GOAL: Please reproduce the lines of the records below verbatim, beginning with the line that contains "beard in the histology slide image provided." and continuing through the line that contains "[791,249,1030,445]", both included.

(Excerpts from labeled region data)
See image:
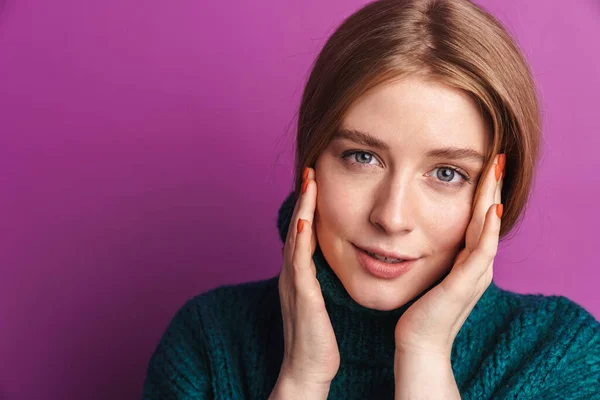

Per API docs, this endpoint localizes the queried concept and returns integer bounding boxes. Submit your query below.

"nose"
[369,180,418,235]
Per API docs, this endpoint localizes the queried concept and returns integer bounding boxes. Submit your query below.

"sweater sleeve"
[538,296,600,400]
[142,299,213,400]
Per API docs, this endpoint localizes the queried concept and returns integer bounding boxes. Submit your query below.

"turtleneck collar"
[277,192,501,367]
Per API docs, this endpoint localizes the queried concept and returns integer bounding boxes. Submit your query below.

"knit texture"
[142,193,600,400]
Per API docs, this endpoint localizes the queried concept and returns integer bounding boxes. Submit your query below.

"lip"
[353,244,416,261]
[352,245,416,279]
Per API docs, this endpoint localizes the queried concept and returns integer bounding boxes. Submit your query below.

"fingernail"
[302,167,308,181]
[496,164,502,182]
[298,218,304,233]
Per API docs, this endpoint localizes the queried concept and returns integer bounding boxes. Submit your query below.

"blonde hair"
[294,0,541,236]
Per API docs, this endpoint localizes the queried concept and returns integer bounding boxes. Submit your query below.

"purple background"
[0,0,600,400]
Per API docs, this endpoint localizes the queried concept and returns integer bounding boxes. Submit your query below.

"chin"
[338,274,416,311]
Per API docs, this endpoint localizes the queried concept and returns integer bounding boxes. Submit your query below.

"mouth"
[352,243,417,264]
[353,244,415,279]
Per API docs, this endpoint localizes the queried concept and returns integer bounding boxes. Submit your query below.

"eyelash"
[340,150,471,186]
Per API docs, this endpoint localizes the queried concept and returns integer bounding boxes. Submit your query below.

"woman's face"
[315,78,490,310]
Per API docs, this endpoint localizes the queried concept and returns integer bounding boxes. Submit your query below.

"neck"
[278,193,500,367]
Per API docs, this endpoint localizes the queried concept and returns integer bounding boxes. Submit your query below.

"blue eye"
[434,166,471,185]
[342,150,377,165]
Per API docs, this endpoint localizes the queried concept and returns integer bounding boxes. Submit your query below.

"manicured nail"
[302,167,308,181]
[298,218,304,233]
[498,153,506,172]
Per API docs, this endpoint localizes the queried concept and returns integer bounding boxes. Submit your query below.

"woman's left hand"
[395,154,506,361]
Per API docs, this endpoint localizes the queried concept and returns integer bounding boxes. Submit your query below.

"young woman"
[143,0,600,400]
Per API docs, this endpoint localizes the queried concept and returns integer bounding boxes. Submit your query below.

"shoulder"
[173,277,280,339]
[490,291,600,399]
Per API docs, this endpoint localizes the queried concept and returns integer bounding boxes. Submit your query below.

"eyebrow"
[332,128,485,164]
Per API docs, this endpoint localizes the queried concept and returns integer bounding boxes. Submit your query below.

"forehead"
[342,77,490,153]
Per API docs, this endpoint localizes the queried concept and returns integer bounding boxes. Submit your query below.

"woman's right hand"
[274,168,340,398]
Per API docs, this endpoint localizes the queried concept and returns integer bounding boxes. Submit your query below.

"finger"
[465,155,499,251]
[494,173,504,204]
[284,168,316,260]
[292,218,318,295]
[462,204,503,282]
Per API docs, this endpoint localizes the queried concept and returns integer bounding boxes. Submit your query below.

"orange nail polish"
[302,167,308,181]
[498,153,506,172]
[298,218,304,233]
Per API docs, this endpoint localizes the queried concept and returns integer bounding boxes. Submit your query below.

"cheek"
[315,166,368,241]
[427,202,471,249]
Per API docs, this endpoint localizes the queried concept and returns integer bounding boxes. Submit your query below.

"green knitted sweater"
[143,194,600,400]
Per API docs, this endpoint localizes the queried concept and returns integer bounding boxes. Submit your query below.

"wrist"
[269,374,330,400]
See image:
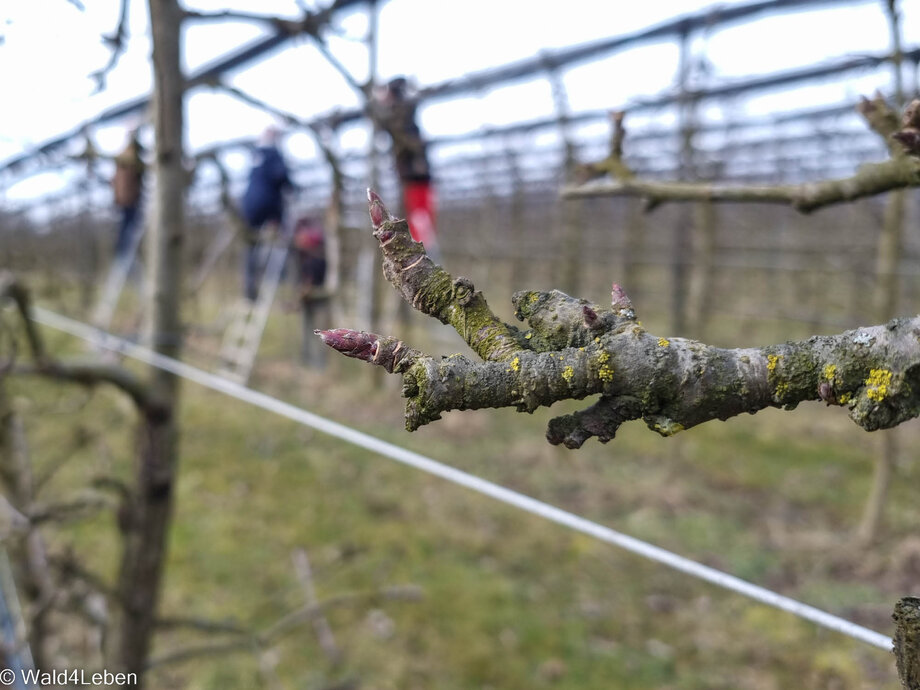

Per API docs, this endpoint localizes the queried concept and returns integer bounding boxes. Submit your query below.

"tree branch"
[317,192,920,448]
[89,0,128,93]
[562,96,920,213]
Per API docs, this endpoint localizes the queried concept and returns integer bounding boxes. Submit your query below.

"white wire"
[34,307,892,651]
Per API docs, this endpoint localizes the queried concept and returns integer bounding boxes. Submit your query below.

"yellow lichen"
[866,369,891,402]
[654,419,684,436]
[597,364,613,383]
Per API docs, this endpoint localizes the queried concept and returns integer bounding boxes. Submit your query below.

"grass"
[3,280,920,690]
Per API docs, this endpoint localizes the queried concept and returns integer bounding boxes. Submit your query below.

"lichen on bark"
[317,192,920,448]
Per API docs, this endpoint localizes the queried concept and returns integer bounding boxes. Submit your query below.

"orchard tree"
[317,98,920,448]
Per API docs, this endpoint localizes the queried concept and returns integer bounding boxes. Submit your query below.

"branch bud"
[610,283,636,319]
[367,188,393,230]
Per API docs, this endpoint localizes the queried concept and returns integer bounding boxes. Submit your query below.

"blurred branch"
[147,585,422,668]
[291,549,342,664]
[89,0,128,93]
[0,272,158,413]
[562,96,920,213]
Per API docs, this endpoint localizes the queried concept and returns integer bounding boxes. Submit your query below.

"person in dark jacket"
[112,129,144,261]
[294,218,329,369]
[377,77,437,256]
[240,127,293,301]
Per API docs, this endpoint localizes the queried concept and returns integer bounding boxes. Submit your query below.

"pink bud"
[313,328,380,362]
[367,189,391,230]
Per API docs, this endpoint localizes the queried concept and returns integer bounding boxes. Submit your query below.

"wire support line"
[32,307,892,651]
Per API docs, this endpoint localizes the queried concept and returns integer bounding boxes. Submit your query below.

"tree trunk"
[110,0,186,676]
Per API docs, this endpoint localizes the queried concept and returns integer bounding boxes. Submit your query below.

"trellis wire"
[32,307,892,651]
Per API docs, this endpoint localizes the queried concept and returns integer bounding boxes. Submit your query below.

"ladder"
[90,222,147,331]
[217,233,290,385]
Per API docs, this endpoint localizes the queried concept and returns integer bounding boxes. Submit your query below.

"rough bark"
[109,0,186,685]
[893,597,920,690]
[318,192,920,448]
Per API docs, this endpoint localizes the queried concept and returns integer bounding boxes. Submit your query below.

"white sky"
[0,0,920,199]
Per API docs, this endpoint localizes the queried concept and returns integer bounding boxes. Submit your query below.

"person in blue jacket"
[241,127,293,301]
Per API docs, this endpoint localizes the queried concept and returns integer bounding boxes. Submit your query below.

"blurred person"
[294,217,329,369]
[112,128,144,261]
[377,77,438,256]
[240,127,293,301]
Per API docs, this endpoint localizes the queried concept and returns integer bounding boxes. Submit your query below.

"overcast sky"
[0,0,920,198]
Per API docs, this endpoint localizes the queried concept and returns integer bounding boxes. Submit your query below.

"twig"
[90,0,129,93]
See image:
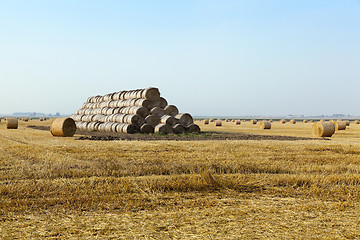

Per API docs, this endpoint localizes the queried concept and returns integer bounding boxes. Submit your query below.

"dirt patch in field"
[28,125,322,141]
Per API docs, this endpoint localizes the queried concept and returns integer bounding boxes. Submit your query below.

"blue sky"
[0,0,360,116]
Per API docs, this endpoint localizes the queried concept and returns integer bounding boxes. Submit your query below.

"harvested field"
[0,120,360,239]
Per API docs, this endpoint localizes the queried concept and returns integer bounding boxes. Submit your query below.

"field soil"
[0,120,360,239]
[27,125,316,141]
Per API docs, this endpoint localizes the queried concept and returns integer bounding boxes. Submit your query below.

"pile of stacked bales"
[70,87,200,134]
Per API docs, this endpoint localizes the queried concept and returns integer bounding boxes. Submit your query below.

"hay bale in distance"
[334,121,346,131]
[260,120,271,129]
[141,87,160,100]
[154,123,173,134]
[164,105,179,117]
[140,123,154,133]
[312,122,335,137]
[145,115,160,127]
[173,123,186,134]
[50,118,76,137]
[6,118,19,129]
[186,123,200,133]
[175,113,194,127]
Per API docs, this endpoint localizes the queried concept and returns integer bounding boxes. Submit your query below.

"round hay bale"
[50,118,76,137]
[150,107,165,118]
[173,123,186,134]
[140,123,154,133]
[160,115,179,127]
[175,113,194,127]
[186,123,200,133]
[134,98,154,110]
[6,118,19,129]
[312,122,335,137]
[164,105,179,117]
[154,123,173,134]
[145,115,160,127]
[141,87,160,100]
[260,120,271,129]
[334,121,346,131]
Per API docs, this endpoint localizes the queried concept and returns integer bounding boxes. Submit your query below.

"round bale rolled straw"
[260,120,271,129]
[140,123,154,133]
[164,105,179,117]
[186,123,200,133]
[50,118,76,137]
[6,118,19,129]
[334,121,346,131]
[173,123,186,134]
[312,122,335,137]
[141,87,160,100]
[160,115,179,126]
[145,115,160,127]
[150,107,165,118]
[154,123,173,134]
[175,113,194,127]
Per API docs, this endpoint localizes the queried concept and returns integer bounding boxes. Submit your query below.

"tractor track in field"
[27,125,324,141]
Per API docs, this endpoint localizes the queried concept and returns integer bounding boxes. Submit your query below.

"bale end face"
[312,122,335,137]
[260,121,271,129]
[50,118,76,137]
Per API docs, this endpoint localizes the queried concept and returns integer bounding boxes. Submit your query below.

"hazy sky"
[0,0,360,116]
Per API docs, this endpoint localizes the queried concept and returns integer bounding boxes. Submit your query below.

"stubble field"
[0,120,360,239]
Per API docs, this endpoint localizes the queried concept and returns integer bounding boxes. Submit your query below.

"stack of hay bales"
[70,87,200,134]
[312,122,335,137]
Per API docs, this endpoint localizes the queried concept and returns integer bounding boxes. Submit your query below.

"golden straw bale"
[175,113,194,127]
[141,87,160,100]
[312,122,335,137]
[173,123,186,134]
[164,105,179,117]
[186,123,200,133]
[334,121,346,131]
[140,123,154,133]
[6,118,19,129]
[260,120,271,129]
[154,123,173,134]
[50,118,76,137]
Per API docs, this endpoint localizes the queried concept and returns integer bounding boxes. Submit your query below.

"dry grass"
[0,120,360,239]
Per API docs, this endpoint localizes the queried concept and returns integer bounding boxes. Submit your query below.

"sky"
[0,0,360,116]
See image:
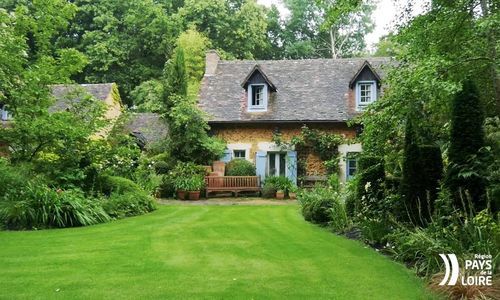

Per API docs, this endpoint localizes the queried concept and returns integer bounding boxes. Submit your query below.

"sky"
[257,0,429,49]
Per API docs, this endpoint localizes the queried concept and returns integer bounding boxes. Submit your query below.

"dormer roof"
[241,64,277,92]
[349,60,381,88]
[198,57,395,123]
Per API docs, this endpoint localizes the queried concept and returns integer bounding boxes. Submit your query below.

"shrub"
[96,175,141,196]
[226,158,256,176]
[298,187,349,232]
[262,183,276,198]
[0,183,109,229]
[154,161,172,174]
[446,81,486,211]
[103,192,156,219]
[0,157,26,198]
[264,176,293,192]
[356,155,385,217]
[158,175,175,198]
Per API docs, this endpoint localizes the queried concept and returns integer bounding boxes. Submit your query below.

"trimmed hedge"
[226,158,256,176]
[96,175,142,196]
[102,192,157,219]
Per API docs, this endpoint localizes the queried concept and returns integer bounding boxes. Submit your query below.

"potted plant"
[187,175,205,200]
[288,185,299,200]
[174,177,188,200]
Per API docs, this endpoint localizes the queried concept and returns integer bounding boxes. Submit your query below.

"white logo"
[439,254,493,286]
[439,254,460,285]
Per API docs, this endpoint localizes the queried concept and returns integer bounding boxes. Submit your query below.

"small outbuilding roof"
[125,113,168,147]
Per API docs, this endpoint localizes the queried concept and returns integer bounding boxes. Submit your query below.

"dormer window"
[241,65,276,112]
[0,103,9,121]
[356,81,377,110]
[248,84,267,111]
[349,61,381,111]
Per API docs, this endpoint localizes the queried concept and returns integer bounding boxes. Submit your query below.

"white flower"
[365,181,372,192]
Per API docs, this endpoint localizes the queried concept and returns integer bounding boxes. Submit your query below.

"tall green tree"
[57,0,180,104]
[323,0,375,58]
[361,0,500,175]
[447,81,486,210]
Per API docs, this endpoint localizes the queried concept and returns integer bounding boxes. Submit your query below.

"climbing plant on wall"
[272,125,346,174]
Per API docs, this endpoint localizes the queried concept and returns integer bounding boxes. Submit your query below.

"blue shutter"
[286,151,297,185]
[255,151,267,184]
[220,149,233,163]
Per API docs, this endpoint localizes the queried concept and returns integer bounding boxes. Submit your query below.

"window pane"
[269,153,276,176]
[251,85,264,106]
[279,153,286,176]
[234,150,246,158]
[346,158,356,178]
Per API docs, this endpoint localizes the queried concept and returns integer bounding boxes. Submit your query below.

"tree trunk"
[330,26,337,59]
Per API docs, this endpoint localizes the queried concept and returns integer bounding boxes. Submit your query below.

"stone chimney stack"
[205,50,220,76]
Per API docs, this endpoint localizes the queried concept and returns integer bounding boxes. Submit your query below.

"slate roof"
[49,83,113,112]
[125,113,168,145]
[199,58,391,122]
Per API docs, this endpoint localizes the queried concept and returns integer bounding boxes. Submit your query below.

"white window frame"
[266,151,288,177]
[0,105,9,121]
[233,149,247,159]
[247,83,268,112]
[356,80,377,111]
[345,153,358,180]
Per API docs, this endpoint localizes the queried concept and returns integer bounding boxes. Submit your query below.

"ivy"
[272,125,346,174]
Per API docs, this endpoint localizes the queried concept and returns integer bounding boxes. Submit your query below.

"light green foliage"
[178,0,267,59]
[226,158,255,176]
[177,28,210,83]
[130,79,165,113]
[57,0,178,104]
[168,98,226,164]
[297,187,349,232]
[0,91,104,186]
[102,192,157,219]
[264,176,293,193]
[0,182,109,229]
[0,1,86,113]
[320,0,375,58]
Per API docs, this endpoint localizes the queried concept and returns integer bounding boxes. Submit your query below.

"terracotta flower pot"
[188,191,200,200]
[177,190,186,200]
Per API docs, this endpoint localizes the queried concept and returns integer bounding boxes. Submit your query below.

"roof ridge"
[219,56,392,64]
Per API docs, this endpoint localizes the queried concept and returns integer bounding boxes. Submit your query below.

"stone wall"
[210,123,356,176]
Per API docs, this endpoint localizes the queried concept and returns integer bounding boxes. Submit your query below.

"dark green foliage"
[262,183,277,198]
[96,175,141,196]
[0,158,27,199]
[356,155,385,214]
[298,187,348,232]
[154,161,172,174]
[398,118,431,226]
[419,145,443,212]
[102,191,157,219]
[158,175,175,198]
[165,47,188,99]
[446,81,486,211]
[0,183,109,229]
[264,176,293,193]
[226,158,255,176]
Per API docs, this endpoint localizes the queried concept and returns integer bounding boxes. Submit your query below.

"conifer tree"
[446,81,486,210]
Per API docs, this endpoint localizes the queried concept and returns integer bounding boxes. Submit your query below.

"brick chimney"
[205,50,220,76]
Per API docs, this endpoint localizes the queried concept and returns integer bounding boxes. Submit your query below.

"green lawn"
[0,205,427,299]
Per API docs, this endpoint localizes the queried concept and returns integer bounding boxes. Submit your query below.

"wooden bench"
[302,175,328,188]
[205,176,260,198]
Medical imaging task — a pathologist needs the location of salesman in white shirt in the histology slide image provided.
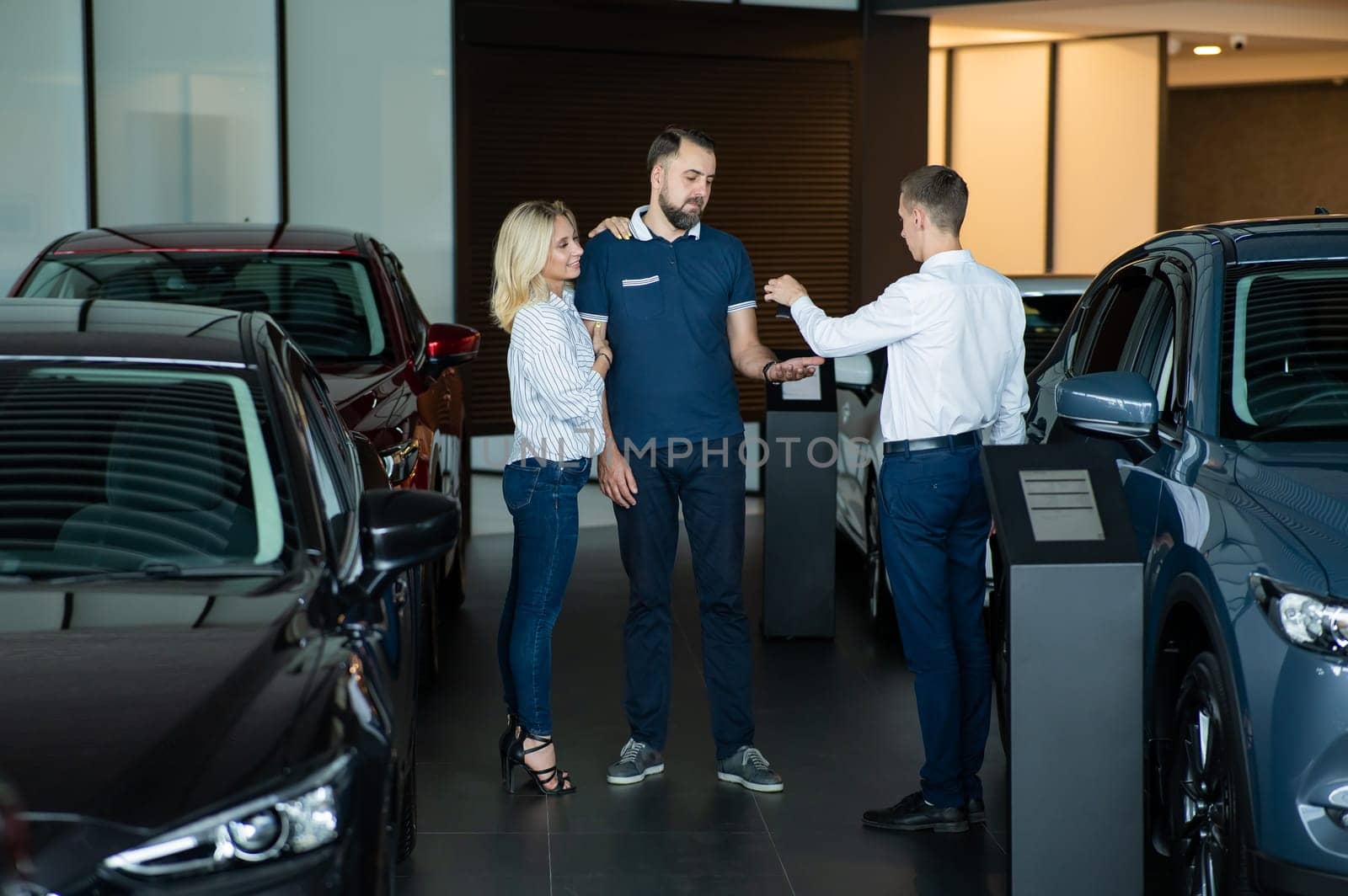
[764,164,1030,831]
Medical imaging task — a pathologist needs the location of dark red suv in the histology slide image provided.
[9,224,481,671]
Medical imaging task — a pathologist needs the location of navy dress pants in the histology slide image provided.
[613,435,753,759]
[879,446,992,807]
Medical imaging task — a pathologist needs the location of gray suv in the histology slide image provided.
[989,216,1348,894]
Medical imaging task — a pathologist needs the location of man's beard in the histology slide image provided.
[661,190,703,231]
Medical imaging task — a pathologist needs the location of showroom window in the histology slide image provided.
[0,0,88,290]
[92,0,281,225]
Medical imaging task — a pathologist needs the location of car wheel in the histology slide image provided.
[398,746,416,862]
[1166,652,1254,896]
[865,478,898,637]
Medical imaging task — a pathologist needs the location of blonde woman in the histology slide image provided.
[492,200,613,797]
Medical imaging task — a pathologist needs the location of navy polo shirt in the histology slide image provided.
[575,207,757,449]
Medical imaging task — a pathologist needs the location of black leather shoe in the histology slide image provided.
[861,791,969,834]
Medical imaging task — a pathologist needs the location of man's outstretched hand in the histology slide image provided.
[767,357,824,382]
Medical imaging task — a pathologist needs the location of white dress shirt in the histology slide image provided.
[506,290,604,463]
[791,249,1030,445]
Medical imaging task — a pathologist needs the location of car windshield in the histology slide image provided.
[1222,263,1348,442]
[0,361,287,581]
[23,251,388,361]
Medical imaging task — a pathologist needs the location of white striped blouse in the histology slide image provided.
[506,290,604,463]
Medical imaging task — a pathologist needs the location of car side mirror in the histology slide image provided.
[833,355,875,392]
[360,489,460,595]
[426,323,483,376]
[1054,371,1159,438]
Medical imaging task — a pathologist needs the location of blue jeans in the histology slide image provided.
[496,458,591,737]
[879,446,992,807]
[613,435,753,759]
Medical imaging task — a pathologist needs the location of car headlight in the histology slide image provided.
[1251,575,1348,656]
[379,438,420,485]
[104,755,350,877]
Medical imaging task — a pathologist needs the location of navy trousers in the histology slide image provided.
[613,435,753,759]
[496,458,591,737]
[879,446,992,807]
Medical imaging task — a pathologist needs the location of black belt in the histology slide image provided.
[885,431,980,454]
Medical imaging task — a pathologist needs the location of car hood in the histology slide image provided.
[0,579,331,835]
[1235,442,1348,597]
[317,362,416,439]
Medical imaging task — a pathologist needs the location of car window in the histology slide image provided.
[1218,261,1348,440]
[380,249,427,353]
[23,252,391,361]
[294,359,360,544]
[1072,265,1154,373]
[0,361,294,579]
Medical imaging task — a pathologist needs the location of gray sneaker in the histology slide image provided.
[608,739,665,784]
[716,746,784,793]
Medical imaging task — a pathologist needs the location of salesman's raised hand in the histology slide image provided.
[586,217,632,240]
[767,357,824,382]
[763,274,807,307]
[598,442,636,508]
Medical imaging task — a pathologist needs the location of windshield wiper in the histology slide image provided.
[43,563,286,584]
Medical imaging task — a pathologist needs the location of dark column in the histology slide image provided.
[853,3,928,306]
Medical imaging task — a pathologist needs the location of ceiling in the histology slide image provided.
[906,0,1348,86]
[895,0,1348,49]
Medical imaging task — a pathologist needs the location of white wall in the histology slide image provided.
[286,0,454,321]
[0,0,88,292]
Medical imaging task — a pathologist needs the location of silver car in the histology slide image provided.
[834,275,1090,636]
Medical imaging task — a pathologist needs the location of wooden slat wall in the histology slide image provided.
[457,45,856,435]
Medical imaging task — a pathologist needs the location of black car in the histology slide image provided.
[11,222,481,674]
[0,299,458,896]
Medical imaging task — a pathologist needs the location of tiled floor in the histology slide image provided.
[399,515,1007,896]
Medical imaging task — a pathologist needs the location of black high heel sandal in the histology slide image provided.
[506,726,575,797]
[497,712,519,784]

RESPONSE TO THE TASK:
Medical imaging task — a pathologist needs the location of man's beard in the histology slide image provided.
[661,190,703,231]
Medical imaging task — a pathologist needs the location of showroom window in the histology slide image provided.
[0,0,88,290]
[92,0,281,225]
Medical imaging task — a pathologist needs the location of car wheel in the histology slide image provided.
[398,746,416,862]
[1166,652,1254,896]
[865,478,898,637]
Medical imaging task — a pathologist needs the location of blonde woman in the histology slide image provided.
[492,200,613,797]
Medical imaging task — a pathologist needs the location of navy polo shirt in the histology slide image provided.
[575,207,757,449]
Medical imaging task — a pathologist needs the location of black leather shoe in the histology slide image provided.
[861,791,969,834]
Medical imaging task — a pathologist needs the location of man's outstretched hand in the histology slide image provided.
[767,357,824,382]
Medical imaging task — a pathologist needs the location of white dress shirt in the histology slide image provided.
[506,290,604,463]
[791,249,1030,445]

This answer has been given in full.